**Task to carry out:**
Somewhere below are a line with "# spot one keypoint per instance of the shirt collar" and a later line with "# spot one keypoint per instance of the tree bark". Output exactly those lines and all lines between them.

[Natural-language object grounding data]
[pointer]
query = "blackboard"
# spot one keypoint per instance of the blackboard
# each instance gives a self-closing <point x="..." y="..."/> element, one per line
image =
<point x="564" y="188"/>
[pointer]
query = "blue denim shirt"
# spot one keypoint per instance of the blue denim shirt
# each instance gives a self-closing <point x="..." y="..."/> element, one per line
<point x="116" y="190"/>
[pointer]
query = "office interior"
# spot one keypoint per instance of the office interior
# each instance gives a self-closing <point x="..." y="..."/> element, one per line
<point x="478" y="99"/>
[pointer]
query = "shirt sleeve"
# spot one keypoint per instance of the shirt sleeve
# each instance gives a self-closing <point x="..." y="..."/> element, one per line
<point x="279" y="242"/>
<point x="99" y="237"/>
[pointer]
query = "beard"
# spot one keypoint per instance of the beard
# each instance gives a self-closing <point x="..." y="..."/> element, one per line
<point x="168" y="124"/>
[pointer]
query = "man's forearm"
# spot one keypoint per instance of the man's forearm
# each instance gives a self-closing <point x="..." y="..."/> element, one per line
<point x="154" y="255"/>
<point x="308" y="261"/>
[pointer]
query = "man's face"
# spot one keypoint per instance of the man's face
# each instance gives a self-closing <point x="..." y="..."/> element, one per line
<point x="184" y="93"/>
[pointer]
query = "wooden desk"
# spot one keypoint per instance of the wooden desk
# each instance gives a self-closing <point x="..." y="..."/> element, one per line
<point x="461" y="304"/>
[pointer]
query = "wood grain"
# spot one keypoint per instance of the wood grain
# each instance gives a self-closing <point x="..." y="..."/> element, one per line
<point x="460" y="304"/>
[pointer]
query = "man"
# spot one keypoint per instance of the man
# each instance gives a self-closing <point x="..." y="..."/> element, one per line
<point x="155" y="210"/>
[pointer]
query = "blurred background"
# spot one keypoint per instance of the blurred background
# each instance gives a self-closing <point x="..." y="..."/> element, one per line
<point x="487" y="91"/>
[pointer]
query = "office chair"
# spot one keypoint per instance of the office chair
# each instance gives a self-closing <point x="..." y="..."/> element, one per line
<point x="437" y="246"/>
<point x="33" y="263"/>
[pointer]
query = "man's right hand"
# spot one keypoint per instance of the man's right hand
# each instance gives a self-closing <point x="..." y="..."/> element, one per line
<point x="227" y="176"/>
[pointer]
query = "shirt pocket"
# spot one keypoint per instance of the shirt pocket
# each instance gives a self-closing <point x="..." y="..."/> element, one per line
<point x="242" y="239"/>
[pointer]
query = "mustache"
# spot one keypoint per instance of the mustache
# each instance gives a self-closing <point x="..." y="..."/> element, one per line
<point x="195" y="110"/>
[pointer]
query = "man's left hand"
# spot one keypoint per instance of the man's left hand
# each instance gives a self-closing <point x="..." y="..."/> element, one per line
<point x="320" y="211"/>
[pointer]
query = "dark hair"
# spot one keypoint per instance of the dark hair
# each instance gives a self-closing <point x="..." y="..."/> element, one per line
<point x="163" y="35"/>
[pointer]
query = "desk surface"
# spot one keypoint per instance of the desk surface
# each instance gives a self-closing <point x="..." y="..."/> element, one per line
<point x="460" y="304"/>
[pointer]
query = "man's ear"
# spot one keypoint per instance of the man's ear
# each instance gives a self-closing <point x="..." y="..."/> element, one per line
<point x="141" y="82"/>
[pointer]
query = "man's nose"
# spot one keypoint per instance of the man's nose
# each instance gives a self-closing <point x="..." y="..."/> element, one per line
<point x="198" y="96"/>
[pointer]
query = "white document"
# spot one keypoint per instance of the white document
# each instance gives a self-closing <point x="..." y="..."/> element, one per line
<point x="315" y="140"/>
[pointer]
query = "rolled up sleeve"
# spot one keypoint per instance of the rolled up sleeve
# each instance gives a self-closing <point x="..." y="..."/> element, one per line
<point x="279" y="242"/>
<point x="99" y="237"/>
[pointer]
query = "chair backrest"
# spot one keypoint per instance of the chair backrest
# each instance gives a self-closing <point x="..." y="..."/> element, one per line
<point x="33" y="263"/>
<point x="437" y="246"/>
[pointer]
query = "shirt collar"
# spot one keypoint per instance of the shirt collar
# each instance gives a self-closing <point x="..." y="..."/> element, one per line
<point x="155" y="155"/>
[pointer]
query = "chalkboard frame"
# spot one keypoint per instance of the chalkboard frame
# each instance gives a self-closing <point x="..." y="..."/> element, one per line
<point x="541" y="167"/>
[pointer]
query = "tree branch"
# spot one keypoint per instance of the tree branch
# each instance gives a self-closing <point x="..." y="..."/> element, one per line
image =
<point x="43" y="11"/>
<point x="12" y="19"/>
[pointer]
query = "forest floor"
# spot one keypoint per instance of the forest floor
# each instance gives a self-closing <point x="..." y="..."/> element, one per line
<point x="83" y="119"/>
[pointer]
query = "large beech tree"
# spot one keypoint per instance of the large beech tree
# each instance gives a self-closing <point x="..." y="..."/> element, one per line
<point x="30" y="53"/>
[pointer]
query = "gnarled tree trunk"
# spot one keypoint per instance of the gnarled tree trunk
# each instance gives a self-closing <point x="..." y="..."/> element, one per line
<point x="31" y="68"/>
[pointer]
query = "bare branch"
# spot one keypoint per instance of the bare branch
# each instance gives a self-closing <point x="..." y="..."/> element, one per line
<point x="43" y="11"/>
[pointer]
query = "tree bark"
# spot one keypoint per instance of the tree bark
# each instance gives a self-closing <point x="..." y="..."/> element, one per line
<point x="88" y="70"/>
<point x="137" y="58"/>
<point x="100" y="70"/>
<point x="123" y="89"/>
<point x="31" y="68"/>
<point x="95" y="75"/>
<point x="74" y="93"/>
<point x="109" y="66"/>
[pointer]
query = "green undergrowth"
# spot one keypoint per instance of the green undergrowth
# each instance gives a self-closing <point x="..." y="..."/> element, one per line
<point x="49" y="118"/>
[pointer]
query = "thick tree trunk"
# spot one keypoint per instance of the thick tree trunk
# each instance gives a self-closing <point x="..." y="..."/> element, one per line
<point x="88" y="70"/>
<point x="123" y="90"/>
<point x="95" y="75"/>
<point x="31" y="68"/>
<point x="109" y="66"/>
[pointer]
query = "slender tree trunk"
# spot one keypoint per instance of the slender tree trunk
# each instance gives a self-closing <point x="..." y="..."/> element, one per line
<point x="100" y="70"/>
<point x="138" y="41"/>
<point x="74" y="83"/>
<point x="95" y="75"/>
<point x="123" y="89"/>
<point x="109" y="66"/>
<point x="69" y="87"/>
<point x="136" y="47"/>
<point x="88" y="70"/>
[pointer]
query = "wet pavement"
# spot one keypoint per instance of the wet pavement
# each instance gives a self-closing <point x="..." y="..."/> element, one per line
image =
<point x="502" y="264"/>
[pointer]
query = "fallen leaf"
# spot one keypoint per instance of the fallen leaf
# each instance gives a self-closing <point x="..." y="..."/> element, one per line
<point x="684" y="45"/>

**Solution:**
# spot one keypoint per instance of the shirt collar
# each instance gives a self-closing <point x="..." y="..."/> element, one per line
<point x="155" y="155"/>
[pointer]
query = "chalkboard frame"
# spot one keypoint per instance of the chalkboard frame
# each instance gives a self-closing <point x="..." y="..."/> element, one per line
<point x="541" y="167"/>
[pointer]
query = "tree branch"
# spot one keypoint per instance of the tree branch
# each instance gives a self-closing <point x="..." y="..."/> element, one per line
image =
<point x="43" y="11"/>
<point x="12" y="19"/>
[pointer]
query = "forest floor"
# spot one keypoint per instance of the forest floor
# each instance gives a self-closing <point x="..." y="..."/> element, one per line
<point x="83" y="119"/>
[pointer]
query = "large beech tree"
# spot one keypoint per instance of the large beech tree
# each instance gives a self-closing <point x="..." y="..."/> element, one per line
<point x="30" y="53"/>
[pointer]
query = "gnarled tree trunk"
# spot one keypoint per instance of the gnarled tree trunk
# each instance gives a self-closing <point x="..." y="..."/> element, one per line
<point x="31" y="68"/>
[pointer]
query = "bare branch"
# spot one keypoint per instance of the bare branch
# each instance gives a self-closing <point x="..." y="..."/> element, one per line
<point x="43" y="11"/>
[pointer]
query = "tree bark"
# spot one keypoint per instance of the tree bark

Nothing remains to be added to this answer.